------ Task inputs

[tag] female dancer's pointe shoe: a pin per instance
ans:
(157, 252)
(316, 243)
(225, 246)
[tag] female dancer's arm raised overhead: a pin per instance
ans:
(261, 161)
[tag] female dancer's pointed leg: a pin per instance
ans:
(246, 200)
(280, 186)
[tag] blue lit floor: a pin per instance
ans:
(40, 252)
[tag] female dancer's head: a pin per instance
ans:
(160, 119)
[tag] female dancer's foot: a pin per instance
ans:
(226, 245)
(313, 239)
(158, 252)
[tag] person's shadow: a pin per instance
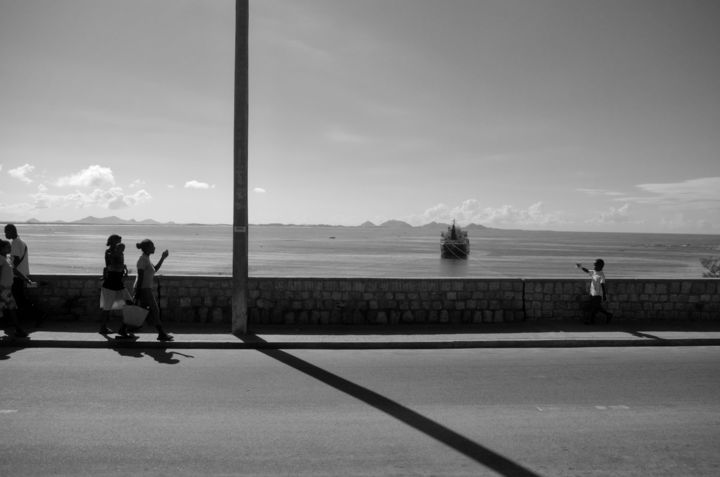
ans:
(161, 355)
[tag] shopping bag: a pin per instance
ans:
(134, 315)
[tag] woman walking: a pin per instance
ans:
(113, 294)
(144, 294)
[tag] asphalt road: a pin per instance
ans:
(512, 412)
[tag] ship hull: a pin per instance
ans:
(450, 249)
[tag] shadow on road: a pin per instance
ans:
(460, 443)
(161, 355)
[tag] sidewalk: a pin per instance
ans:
(488, 335)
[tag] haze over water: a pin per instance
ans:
(328, 251)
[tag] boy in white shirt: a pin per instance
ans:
(8, 307)
(598, 291)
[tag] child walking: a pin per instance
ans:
(8, 307)
(144, 294)
(598, 291)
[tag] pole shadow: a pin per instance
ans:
(435, 430)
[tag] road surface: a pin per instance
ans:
(552, 412)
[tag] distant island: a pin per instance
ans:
(114, 220)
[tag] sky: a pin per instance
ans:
(582, 115)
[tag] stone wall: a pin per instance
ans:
(335, 301)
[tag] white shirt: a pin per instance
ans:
(18, 249)
(596, 281)
(148, 269)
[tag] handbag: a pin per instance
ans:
(134, 315)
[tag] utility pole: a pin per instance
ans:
(240, 160)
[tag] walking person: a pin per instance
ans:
(20, 262)
(113, 294)
(8, 307)
(144, 282)
(598, 291)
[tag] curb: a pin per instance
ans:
(410, 345)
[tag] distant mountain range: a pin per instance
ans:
(113, 220)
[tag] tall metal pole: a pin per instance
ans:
(240, 158)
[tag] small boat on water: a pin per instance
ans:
(454, 243)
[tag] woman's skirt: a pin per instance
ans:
(114, 299)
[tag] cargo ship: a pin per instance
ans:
(454, 243)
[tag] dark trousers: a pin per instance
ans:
(18, 290)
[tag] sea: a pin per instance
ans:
(380, 252)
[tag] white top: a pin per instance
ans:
(6, 274)
(18, 249)
(148, 269)
(596, 281)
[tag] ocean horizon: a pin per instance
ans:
(382, 252)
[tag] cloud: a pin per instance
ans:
(198, 185)
(471, 211)
(113, 198)
(345, 137)
(692, 190)
(614, 215)
(600, 192)
(21, 173)
(93, 176)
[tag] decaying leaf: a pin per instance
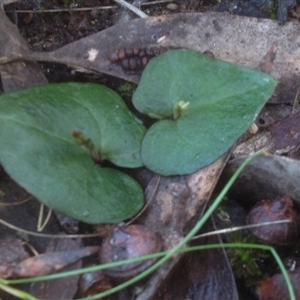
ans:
(201, 32)
(62, 288)
(48, 263)
(176, 203)
(266, 177)
(16, 75)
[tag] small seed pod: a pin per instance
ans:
(282, 234)
(125, 243)
(135, 59)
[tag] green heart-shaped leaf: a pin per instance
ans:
(205, 104)
(38, 131)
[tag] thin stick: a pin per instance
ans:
(134, 9)
(238, 228)
(49, 236)
(58, 10)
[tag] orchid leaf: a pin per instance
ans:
(203, 105)
(55, 139)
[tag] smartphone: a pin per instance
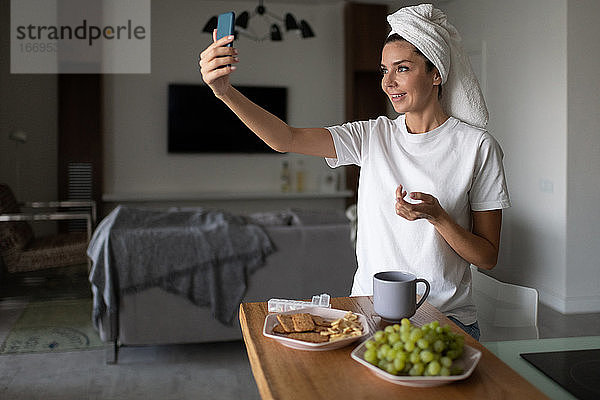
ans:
(225, 26)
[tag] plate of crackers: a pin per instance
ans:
(316, 328)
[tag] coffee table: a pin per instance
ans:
(284, 373)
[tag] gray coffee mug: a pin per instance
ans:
(395, 294)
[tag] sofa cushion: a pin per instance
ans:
(14, 235)
(52, 251)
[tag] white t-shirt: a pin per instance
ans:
(459, 164)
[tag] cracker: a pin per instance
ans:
(312, 337)
(320, 321)
(303, 322)
(278, 329)
(286, 322)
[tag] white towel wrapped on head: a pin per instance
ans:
(428, 29)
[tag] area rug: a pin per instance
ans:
(53, 326)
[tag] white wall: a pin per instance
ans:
(540, 57)
(136, 158)
(28, 103)
(583, 188)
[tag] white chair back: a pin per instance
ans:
(504, 311)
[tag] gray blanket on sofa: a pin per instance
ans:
(203, 255)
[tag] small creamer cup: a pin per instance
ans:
(395, 294)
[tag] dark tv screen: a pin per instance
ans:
(200, 123)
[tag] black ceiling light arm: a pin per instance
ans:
(275, 31)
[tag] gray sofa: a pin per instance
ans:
(314, 255)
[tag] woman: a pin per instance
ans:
(452, 216)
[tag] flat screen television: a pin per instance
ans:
(200, 123)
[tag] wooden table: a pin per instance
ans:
(283, 373)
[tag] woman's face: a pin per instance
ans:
(405, 79)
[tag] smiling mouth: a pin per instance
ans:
(397, 97)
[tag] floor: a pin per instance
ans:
(202, 371)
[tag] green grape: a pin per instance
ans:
(414, 357)
(399, 345)
(391, 354)
(394, 337)
(416, 334)
(399, 364)
(371, 356)
(426, 356)
(434, 368)
(401, 355)
(409, 350)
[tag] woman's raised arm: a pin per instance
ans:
(217, 62)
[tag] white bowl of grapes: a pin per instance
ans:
(430, 355)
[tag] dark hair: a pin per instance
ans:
(394, 37)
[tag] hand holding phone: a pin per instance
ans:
(226, 26)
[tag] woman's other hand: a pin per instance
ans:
(429, 207)
(217, 62)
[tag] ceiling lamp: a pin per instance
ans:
(272, 21)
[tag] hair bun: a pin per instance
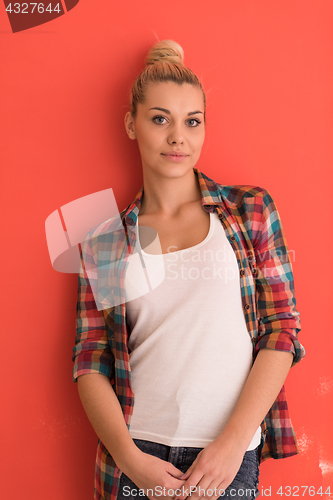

------------

#### Given exercise:
Which lines in the data above contain the word "table"? Copy each of them out in full.

#### Response to the exercise:
[tag] coffee table: a pin per instance
[tag] wooden table: a pin per instance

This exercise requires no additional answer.